- **Task brief**
Rewrite every line of the data below as a JSON list of strings, one string per line, leaving out blank lines.

- **Material to process**

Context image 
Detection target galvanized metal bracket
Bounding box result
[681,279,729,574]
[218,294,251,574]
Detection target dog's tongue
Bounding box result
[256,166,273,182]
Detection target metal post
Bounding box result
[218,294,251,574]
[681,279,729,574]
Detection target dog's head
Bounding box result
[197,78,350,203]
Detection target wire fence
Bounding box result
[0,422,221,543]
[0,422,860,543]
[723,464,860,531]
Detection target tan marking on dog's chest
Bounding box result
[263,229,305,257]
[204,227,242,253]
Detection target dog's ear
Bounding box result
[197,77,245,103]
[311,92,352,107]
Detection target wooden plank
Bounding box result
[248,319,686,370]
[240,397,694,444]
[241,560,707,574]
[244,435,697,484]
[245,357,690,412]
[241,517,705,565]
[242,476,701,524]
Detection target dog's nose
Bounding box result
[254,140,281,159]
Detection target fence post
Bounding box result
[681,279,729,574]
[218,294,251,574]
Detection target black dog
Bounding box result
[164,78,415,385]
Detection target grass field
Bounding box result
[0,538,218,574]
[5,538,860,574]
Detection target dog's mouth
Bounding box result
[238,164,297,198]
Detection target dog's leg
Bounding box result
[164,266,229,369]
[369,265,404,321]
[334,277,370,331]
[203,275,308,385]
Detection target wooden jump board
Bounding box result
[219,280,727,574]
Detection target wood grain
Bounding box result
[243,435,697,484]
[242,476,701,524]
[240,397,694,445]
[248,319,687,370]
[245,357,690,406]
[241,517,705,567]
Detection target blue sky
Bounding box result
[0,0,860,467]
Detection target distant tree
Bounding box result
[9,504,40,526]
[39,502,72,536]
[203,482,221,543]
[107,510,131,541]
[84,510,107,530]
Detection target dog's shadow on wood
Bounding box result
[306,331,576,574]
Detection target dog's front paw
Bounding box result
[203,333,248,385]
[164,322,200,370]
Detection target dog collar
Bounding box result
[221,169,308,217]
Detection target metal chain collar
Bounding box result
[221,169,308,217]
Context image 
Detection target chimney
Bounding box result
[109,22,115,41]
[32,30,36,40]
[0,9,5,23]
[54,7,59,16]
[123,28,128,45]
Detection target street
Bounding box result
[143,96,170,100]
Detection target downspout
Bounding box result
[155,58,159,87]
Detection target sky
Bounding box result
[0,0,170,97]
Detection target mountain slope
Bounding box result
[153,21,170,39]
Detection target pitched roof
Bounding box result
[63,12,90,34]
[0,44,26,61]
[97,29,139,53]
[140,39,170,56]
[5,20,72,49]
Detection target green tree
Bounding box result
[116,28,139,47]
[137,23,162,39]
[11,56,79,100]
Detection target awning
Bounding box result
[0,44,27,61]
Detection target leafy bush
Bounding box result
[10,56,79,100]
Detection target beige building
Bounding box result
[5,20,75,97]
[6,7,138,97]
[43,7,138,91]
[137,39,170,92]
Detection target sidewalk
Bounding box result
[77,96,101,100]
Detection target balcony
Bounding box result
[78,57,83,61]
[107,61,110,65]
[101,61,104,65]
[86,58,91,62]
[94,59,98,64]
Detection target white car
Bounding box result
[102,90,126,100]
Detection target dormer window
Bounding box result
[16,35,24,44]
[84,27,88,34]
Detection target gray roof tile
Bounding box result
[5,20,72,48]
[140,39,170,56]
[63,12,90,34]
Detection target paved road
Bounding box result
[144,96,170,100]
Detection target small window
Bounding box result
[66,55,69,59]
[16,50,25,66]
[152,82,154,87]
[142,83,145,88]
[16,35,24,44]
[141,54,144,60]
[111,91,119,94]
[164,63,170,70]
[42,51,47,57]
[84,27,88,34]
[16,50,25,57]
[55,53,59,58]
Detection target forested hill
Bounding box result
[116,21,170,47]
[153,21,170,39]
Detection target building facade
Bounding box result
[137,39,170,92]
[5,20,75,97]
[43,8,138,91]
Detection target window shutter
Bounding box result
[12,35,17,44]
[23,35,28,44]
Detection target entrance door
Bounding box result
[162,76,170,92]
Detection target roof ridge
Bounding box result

- **Answer in full**
[
  "Context image ",
  "Detection target galvanized metal bracket",
  "Bounding box result",
  "[681,279,729,574]",
  "[218,294,251,574]",
  "Detection target dog's tongue",
  "Bounding box result",
  "[256,166,273,182]",
  "Detection target metal post",
  "Bounding box result",
  "[218,294,251,574]",
  "[681,279,729,574]",
  "Detection target dog's head",
  "Bounding box result",
  "[197,78,350,203]",
  "Detection target wire fence",
  "Bounding box result",
  "[0,422,221,543]",
  "[0,422,860,543]",
  "[723,464,860,531]",
  "Detection target tan marking on dog's chest",
  "Bounding box result",
  "[263,229,305,257]",
  "[204,227,242,253]",
  "Detection target dog's ear",
  "Bounding box result",
  "[197,77,245,103]",
  "[311,92,352,107]",
  "Detection target wooden plank",
  "Bounding box result",
  "[248,319,686,370]",
  "[240,397,694,444]",
  "[241,560,707,574]",
  "[244,435,697,484]",
  "[245,357,690,412]",
  "[241,517,705,565]",
  "[242,476,701,524]",
  "Detection target dog's nose",
  "Bounding box result",
  "[254,140,281,159]",
  "Detection target fence post",
  "Bounding box result",
  "[681,279,729,574]",
  "[218,294,251,574]",
  "Detection target black dog",
  "Bounding box result",
  "[164,78,415,385]",
  "Detection target grass field",
  "Bounding box result",
  "[0,538,218,574]",
  "[5,538,860,574]",
  "Detection target dog's mouth",
  "Bounding box result",
  "[238,164,297,198]",
  "Detection target dog's leg",
  "Bounding box result",
  "[164,266,229,369]",
  "[369,265,404,321]",
  "[334,277,370,331]",
  "[203,275,308,385]",
  "Detection target wooden jump board",
  "Bounding box result",
  "[219,280,727,574]",
  "Detection target wood grain",
  "Bounding box result",
  "[243,435,697,484]",
  "[242,476,701,524]",
  "[240,397,694,445]",
  "[248,319,687,370]",
  "[245,357,690,406]",
  "[241,517,705,567]",
  "Detection target blue sky",
  "Bounding box result",
  "[0,0,860,467]",
  "Detection target distant tree",
  "Bounding box result",
  "[9,504,40,526]",
  "[39,502,72,536]",
  "[203,482,221,543]",
  "[107,510,131,541]",
  "[84,510,107,530]",
  "Detection target dog's shadow on wood",
  "Bounding box result",
  "[306,331,576,574]",
  "Detection target dog's front paw",
  "Bounding box result",
  "[203,333,248,385]",
  "[164,322,200,370]",
  "Detection target dog collar",
  "Bounding box result",
  "[221,169,308,217]",
  "Detection target metal chain collar",
  "Bounding box result",
  "[221,169,308,217]",
  "Context image ",
  "Detection target chimney",
  "Bounding box result",
  "[109,22,115,41]",
  "[32,30,36,40]",
  "[0,9,5,23]",
  "[54,7,59,16]",
  "[123,28,128,45]",
  "Detection target street",
  "Bounding box result",
  "[143,96,170,100]",
  "Detection target downspout",
  "Bounding box result",
  "[155,58,159,87]",
  "Detection target sky",
  "Bounding box result",
  "[0,0,170,97]",
  "Detection target mountain slope",
  "Bounding box result",
  "[153,21,170,39]",
  "Detection target pitched roof",
  "Bounding box result",
  "[63,12,90,34]",
  "[0,44,26,61]",
  "[97,29,139,53]",
  "[140,39,170,56]",
  "[5,20,72,49]",
  "Detection target green tree",
  "Bounding box result",
  "[116,28,139,47]",
  "[137,23,162,39]",
  "[11,56,79,100]",
  "Detection target awning",
  "Bounding box result",
  "[0,44,27,61]",
  "Detection target leafy bush",
  "Bounding box result",
  "[10,56,79,100]",
  "Detection target beige building",
  "Bounding box result",
  "[5,20,75,97]",
  "[6,7,138,97]",
  "[43,7,138,91]",
  "[137,39,170,92]",
  "Detection target sidewalk",
  "Bounding box result",
  "[77,96,101,100]",
  "Detection target balcony",
  "Bounding box result",
  "[78,57,83,61]",
  "[107,61,110,65]",
  "[101,61,104,65]",
  "[86,58,91,62]",
  "[94,59,98,64]",
  "Detection target white car",
  "Bounding box result",
  "[102,90,126,100]",
  "Detection target dormer window",
  "Bounding box result",
  "[16,35,24,44]",
  "[84,27,88,34]",
  "Detection target gray roof tile",
  "Bounding box result",
  "[5,20,72,48]",
  "[140,39,170,56]",
  "[63,12,90,34]",
  "Detection target paved road",
  "Bounding box result",
  "[144,96,170,100]",
  "Detection target small window",
  "Bounding box result",
  "[66,55,69,59]",
  "[16,50,25,66]",
  "[152,82,154,87]",
  "[142,83,145,88]",
  "[16,35,24,44]",
  "[141,54,144,60]",
  "[111,91,119,94]",
  "[164,63,170,70]",
  "[42,51,47,57]",
  "[84,27,88,34]",
  "[16,50,25,57]",
  "[55,53,59,58]",
  "Detection target forested hill",
  "Bounding box result",
  "[116,21,170,47]",
  "[153,21,170,39]",
  "Detection target building facade",
  "Bounding box result",
  "[137,39,170,92]",
  "[5,20,75,97]",
  "[43,8,138,91]",
  "Detection target window shutter",
  "Bounding box result",
  "[12,35,17,44]",
  "[23,35,28,44]",
  "Detection target entrance door",
  "Bounding box result",
  "[162,76,170,92]",
  "Detection target roof ridge",
  "Bounding box result"
]